# Start of ENTRIES SUPPLIED

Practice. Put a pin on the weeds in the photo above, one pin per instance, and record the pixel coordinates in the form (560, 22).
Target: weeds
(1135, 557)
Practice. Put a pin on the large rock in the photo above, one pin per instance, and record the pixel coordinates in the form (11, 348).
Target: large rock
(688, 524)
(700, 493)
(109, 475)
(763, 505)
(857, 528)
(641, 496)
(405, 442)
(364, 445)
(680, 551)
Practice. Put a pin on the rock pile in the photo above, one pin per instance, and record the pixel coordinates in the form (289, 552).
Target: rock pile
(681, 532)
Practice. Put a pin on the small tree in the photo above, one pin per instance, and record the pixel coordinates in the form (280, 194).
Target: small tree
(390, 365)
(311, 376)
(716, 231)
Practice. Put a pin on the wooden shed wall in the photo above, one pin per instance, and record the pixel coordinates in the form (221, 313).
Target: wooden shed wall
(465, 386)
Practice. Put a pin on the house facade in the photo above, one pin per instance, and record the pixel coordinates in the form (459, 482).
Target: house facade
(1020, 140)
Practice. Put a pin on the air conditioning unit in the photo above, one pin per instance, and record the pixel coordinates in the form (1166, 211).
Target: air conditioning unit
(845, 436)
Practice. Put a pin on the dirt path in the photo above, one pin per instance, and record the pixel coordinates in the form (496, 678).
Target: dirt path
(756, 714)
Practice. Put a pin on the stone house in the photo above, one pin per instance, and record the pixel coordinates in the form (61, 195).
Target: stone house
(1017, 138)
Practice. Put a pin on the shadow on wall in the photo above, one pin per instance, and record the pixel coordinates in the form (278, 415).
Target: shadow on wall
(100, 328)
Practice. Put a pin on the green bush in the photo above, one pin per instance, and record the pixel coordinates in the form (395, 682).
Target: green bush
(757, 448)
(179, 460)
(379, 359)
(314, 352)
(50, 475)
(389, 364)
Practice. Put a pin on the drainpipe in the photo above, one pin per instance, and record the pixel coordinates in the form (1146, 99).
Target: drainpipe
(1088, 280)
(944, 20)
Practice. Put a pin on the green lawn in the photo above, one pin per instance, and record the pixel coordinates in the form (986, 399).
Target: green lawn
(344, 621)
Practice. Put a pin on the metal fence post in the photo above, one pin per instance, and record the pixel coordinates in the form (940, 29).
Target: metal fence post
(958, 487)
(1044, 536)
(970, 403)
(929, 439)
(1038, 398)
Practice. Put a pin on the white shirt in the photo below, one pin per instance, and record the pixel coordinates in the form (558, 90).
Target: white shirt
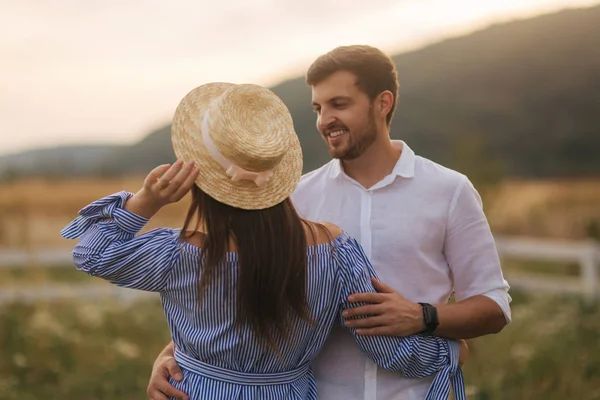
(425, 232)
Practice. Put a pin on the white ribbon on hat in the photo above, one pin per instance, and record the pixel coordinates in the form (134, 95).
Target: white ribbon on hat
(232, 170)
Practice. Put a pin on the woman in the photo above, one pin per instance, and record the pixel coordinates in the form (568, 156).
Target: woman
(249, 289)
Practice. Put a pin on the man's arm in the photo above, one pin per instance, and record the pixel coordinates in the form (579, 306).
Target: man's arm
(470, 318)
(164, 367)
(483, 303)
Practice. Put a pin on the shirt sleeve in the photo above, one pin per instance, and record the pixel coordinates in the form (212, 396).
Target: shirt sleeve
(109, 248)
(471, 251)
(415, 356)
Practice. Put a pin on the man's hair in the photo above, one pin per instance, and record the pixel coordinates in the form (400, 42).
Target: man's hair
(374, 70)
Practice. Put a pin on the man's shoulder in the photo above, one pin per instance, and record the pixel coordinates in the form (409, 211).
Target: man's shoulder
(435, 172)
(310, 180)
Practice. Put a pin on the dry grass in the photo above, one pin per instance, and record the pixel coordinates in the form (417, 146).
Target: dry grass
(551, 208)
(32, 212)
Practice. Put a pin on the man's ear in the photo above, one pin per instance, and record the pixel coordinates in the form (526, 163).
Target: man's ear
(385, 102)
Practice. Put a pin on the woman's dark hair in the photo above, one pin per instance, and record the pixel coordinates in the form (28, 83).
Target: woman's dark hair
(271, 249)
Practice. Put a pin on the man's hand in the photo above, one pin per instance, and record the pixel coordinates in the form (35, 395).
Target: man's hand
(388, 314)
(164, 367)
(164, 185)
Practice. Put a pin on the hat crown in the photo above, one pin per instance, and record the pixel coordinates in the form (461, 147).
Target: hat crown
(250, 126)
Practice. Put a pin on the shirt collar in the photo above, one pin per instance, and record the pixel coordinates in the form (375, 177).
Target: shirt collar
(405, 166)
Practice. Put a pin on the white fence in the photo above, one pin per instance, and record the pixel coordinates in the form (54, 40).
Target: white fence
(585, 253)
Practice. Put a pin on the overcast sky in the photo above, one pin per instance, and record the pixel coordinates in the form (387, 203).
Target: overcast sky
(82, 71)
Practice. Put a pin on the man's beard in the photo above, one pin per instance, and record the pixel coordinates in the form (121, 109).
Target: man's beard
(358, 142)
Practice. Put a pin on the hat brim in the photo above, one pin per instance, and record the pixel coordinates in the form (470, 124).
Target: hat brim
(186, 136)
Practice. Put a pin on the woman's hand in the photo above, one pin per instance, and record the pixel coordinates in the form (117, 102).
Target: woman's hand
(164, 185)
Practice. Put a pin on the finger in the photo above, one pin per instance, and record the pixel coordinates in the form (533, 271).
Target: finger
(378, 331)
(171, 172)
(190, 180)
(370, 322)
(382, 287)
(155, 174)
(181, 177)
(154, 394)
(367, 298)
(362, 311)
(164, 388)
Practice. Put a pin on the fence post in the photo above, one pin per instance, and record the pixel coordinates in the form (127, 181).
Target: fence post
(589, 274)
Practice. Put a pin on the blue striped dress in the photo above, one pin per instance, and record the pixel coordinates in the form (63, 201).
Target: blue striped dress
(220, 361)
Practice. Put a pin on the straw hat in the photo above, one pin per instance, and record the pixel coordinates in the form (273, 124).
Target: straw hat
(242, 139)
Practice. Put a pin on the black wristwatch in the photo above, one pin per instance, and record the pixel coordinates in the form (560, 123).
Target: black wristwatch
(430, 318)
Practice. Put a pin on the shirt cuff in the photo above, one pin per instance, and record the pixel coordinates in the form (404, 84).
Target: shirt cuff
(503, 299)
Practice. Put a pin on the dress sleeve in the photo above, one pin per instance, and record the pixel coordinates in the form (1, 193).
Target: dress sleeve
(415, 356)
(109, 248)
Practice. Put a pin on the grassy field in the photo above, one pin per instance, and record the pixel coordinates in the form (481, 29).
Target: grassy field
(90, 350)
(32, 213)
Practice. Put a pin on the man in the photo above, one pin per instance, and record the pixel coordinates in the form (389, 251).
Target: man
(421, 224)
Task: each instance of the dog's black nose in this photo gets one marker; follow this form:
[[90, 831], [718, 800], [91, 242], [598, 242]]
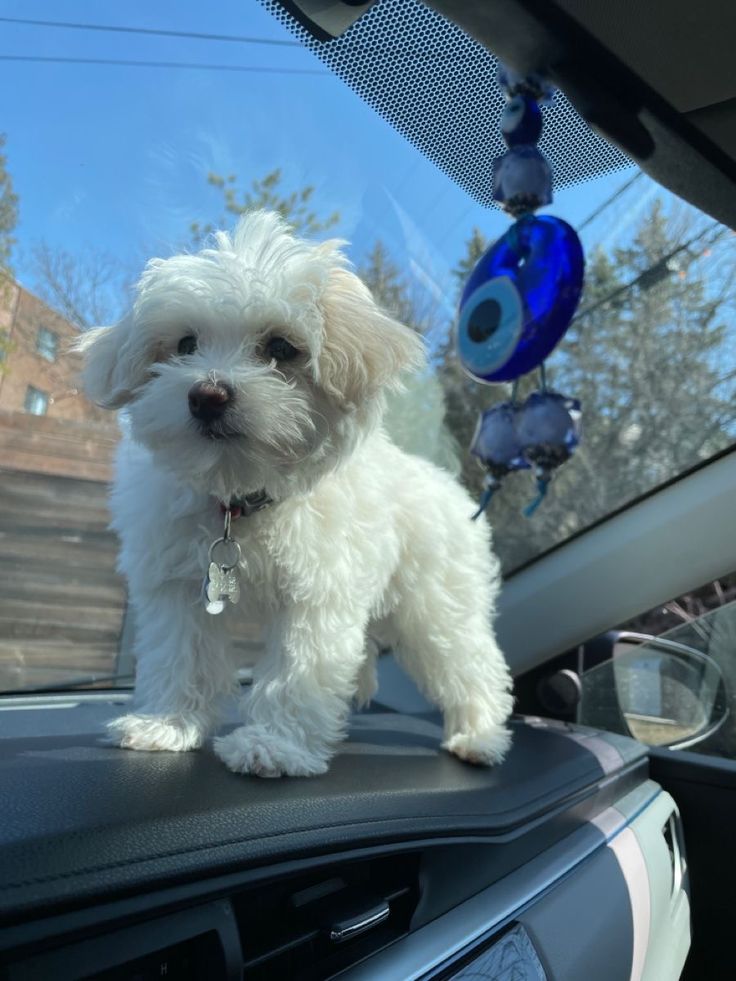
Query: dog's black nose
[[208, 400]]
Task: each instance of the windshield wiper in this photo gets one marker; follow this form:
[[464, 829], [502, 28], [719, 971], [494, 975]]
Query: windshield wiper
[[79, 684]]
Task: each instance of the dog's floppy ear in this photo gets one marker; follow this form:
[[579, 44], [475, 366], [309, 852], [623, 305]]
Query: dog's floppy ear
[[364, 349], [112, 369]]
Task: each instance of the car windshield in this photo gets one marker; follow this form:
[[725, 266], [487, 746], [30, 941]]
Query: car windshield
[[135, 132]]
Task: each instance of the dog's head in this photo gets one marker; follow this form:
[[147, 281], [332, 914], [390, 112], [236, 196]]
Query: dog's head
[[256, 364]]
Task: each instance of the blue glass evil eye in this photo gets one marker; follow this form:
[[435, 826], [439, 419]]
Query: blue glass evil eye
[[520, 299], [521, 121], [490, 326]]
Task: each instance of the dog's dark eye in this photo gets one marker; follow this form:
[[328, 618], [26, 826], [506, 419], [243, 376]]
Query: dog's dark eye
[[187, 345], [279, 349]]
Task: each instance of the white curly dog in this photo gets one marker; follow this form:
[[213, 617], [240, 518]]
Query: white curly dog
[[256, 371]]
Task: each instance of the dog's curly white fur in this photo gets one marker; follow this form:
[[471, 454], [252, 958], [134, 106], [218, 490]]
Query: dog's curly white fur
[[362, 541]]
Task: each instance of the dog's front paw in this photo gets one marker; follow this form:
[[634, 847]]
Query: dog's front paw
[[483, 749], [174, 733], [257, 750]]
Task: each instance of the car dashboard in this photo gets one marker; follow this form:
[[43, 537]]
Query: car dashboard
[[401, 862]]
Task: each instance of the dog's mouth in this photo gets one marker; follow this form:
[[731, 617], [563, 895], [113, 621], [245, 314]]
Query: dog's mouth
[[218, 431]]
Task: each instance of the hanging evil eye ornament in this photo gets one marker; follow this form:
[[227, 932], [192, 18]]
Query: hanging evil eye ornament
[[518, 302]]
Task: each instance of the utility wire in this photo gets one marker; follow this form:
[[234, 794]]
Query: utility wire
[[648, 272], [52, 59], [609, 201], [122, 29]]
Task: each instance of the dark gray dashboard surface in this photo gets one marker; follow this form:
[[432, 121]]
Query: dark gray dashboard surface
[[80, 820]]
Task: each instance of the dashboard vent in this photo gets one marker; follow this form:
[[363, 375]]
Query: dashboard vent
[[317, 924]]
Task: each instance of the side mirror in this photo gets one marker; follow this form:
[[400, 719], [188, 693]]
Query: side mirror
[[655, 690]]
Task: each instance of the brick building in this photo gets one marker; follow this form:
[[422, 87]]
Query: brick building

# End of ENTRIES SUPPLIED

TASK: Update the listing from the line with "Task: each instance of the dog's floppy" to the line with "[[135, 132]]" by changing "marker" to "pin" and keeping everything else the same. Return only those lines.

EXERCISE RESULT:
Task: each instance of the dog's floppy ear in this photo gets one pin; follow this form:
[[579, 44], [475, 366], [309, 852], [623, 305]]
Query: dog's floppy ear
[[364, 349], [112, 369]]
Task: each instance of the car windshield in this photo gets one pin; follow this form:
[[725, 266], [487, 746], [30, 941]]
Query: car windshield
[[135, 132]]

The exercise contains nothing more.